_Problem to solve_
Pick out every line of the records below that contains the string "Target", and copy each one. Case counts.

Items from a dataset
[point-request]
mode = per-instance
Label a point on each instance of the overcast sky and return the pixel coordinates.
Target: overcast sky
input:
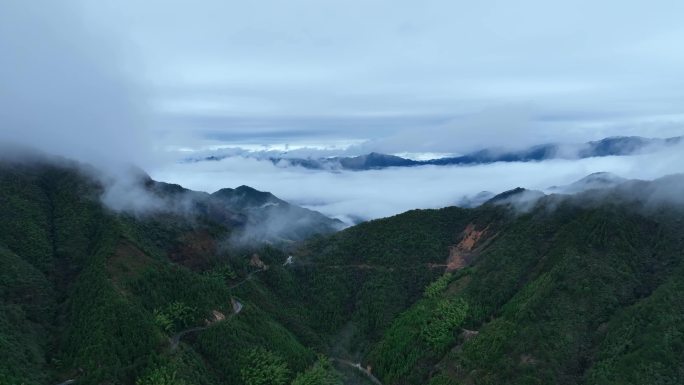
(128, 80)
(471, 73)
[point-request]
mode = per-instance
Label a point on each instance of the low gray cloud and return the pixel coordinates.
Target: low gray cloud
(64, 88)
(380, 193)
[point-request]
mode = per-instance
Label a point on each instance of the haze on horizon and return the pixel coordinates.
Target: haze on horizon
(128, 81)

==

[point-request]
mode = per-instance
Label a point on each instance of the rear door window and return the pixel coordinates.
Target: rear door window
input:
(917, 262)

* * *

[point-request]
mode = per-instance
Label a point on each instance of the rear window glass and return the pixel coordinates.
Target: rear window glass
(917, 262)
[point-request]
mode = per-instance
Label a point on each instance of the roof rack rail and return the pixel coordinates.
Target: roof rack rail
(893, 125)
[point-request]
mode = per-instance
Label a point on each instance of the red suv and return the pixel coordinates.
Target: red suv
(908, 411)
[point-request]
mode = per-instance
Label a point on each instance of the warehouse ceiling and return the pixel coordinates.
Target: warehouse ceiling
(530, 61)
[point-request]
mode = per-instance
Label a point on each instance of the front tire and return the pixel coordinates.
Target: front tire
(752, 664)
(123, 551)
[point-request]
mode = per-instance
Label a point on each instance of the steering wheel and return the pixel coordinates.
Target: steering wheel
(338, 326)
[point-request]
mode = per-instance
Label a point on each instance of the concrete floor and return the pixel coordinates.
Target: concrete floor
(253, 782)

_Solution for this exercise_
Target: overcast sky
Target: low gray cloud
Target: haze on horizon
Target: rear door window
Target: rear window glass
Target: roof rack rail
Target: red suv
Target: warehouse ceiling
Target: front tire
Target: steering wheel
Target: concrete floor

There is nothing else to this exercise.